# Metin alıntısı
↓↓↓

Norman Foster, New York Times'ın ünlü mimarlık eleştirmenlerinden Kimmelman'ın, New York Halk Kütüphanesi'nin renovasyon projesi ile ilgili ağır eleştirilerine yanıt vermekte gecikmedi.
20. yüzyılın başyapıtlarından birinin renovasyon projesi üzerinde çalışıyorsanız, bir takım ağır eleştirilerle karşı karşıya kalmayı göze almalısınız. Tıpkı ünlü mimar Norman Foster’ın, New York Halk Kütüphanesi için hazırladığı renovasyon projesinin, New York’un en zorlu mimarlık eleştirmenleri tarafından çok sert bir dille eleştirilmesi gibi. Öncelikle ünlü eleştirmen late Ada Louise Huxtable “Bir başyapıtı yenileyemezsiniz” diyerek projeye karşı çıktı. Arkasından ise New York Times’ın ünlü mimarlık eleştirmenlerinden Michael Kimmelman, önerilen projenin Foster’a yakışmadığını ve artan bütçenin şüphe uyandırdığını iddia etti.
Kimmelman New York Times’da yayınladığı yazısında “Tasarım kenar mahallede yer alan bir alışveriş merkezinin şıklık ve zerafetine sahip. Şunu hatırlatmak isterim ki Sayın Foster aynı zamanda, asil, kültürel bir tesisin kalbini, bir alışveriş galerisine çeviren ve kamusal alanının gösterişle israf edilmesinden başka bir amaca hizmet etmeyen, British Museum’un iç avlusuna yapılan üst örtünün de sorumlusudur” diyerek yapılan projeyi ve mimarını ağır bir dille eleştirdi.

↑↑↑

# Görev listesi
A - Kütüphane renovasyonuyla ilgili metne göre Michael Kimmelman hangi gazetenin mimarlık eleştirmenidir?
B - Kütüphane renovasyonuyla ilgili metinde "Norman Foster, New" sözlerinden "uyandırdığını iddia etti." sözlerine kadar uzanan bölümün tamamını aynen yeniden yazın.

# Sağlanan veriler
↓↓↓

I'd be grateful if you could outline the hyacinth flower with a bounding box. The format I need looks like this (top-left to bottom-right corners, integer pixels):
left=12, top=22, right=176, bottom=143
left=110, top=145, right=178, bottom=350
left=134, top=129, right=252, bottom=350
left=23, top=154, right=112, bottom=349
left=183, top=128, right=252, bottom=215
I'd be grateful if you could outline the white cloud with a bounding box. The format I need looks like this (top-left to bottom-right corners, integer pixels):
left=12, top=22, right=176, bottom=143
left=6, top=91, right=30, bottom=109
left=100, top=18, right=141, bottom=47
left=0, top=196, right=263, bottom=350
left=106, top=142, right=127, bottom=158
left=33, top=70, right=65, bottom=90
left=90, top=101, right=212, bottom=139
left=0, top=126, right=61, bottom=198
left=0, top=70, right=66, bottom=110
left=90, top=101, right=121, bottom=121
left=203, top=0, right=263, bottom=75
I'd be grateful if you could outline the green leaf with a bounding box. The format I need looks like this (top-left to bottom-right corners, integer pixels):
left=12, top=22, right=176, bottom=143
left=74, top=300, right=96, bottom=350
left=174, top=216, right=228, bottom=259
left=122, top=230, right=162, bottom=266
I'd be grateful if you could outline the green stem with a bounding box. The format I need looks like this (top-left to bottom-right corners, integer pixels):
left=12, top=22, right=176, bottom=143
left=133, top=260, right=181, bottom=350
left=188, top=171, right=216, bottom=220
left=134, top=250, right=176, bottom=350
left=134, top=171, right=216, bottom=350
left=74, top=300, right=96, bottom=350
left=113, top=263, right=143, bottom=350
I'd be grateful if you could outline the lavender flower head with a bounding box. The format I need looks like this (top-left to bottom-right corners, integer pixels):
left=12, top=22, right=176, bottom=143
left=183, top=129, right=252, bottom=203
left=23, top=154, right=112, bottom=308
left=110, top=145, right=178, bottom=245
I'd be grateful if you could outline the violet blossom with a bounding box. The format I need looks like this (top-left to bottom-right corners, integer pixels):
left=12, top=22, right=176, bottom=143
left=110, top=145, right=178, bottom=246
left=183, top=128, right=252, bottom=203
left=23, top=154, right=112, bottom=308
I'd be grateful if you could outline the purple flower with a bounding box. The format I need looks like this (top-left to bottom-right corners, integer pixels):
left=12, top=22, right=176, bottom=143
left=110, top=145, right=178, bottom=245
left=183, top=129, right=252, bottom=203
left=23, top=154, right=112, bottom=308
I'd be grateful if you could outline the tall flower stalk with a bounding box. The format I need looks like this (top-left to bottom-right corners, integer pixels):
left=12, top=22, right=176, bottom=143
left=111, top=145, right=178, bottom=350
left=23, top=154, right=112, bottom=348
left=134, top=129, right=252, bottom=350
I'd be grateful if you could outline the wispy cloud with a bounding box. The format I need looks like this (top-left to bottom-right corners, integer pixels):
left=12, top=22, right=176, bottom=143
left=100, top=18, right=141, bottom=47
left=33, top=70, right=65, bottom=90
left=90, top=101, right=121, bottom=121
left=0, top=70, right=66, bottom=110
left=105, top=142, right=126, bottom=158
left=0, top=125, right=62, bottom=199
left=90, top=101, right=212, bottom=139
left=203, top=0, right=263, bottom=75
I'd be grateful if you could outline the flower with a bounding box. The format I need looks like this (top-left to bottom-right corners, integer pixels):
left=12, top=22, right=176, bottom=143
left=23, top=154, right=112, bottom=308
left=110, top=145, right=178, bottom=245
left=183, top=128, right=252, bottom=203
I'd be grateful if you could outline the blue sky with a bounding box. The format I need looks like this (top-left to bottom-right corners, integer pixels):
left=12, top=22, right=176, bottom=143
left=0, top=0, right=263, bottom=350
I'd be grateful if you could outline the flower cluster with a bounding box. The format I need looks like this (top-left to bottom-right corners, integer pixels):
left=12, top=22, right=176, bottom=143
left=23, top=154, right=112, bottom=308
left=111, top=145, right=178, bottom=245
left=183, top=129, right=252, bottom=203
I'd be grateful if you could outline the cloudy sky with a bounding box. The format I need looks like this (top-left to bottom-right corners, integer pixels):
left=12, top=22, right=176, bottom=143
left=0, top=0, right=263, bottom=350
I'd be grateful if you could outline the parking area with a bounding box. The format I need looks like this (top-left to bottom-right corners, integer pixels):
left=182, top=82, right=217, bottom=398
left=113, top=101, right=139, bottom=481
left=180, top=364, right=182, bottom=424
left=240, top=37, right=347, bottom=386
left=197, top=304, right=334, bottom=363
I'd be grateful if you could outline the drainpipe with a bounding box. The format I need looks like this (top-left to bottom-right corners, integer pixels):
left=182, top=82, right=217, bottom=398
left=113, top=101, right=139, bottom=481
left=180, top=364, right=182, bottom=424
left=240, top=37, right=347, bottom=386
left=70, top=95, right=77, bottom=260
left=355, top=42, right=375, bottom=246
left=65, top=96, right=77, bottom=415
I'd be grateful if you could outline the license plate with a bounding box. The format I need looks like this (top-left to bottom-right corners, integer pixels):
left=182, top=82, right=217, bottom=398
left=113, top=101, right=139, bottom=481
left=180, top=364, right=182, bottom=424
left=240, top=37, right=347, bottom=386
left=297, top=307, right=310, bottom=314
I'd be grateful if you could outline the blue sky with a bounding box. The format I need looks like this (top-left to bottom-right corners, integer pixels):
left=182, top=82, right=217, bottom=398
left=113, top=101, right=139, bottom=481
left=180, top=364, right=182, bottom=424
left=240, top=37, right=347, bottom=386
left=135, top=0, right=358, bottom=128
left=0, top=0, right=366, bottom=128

↑↑↑

# Doğru cevaplar
A - New York Times

B -
Norman Foster, New York Times'ın ünlü mimarlık eleştirmenlerinden Kimmelman'ın, New York Halk Kütüphanesi'nin renovasyon projesi ile ilgili ağır eleştirilerine yanıt vermekte gecikmedi.
20. yüzyılın başyapıtlarından birinin renovasyon projesi üzerinde çalışıyorsanız, bir takım ağır eleştirilerle karşı karşıya kalmayı göze almalısınız. Tıpkı ünlü mimar Norman Foster’ın, New York Halk Kütüphanesi için hazırladığı renovasyon projesinin, New York’un en zorlu mimarlık eleştirmenleri tarafından çok sert bir dille eleştirilmesi gibi. Öncelikle ünlü eleştirmen late Ada Louise Huxtable “Bir başyapıtı yenileyemezsiniz” diyerek projeye karşı çıktı. Arkasından ise New York Times’ın ünlü mimarlık eleştirmenlerinden Michael Kimmelman, önerilen projenin Foster’a yakışmadığını ve artan bütçenin şüphe uyandırdığını iddia etti.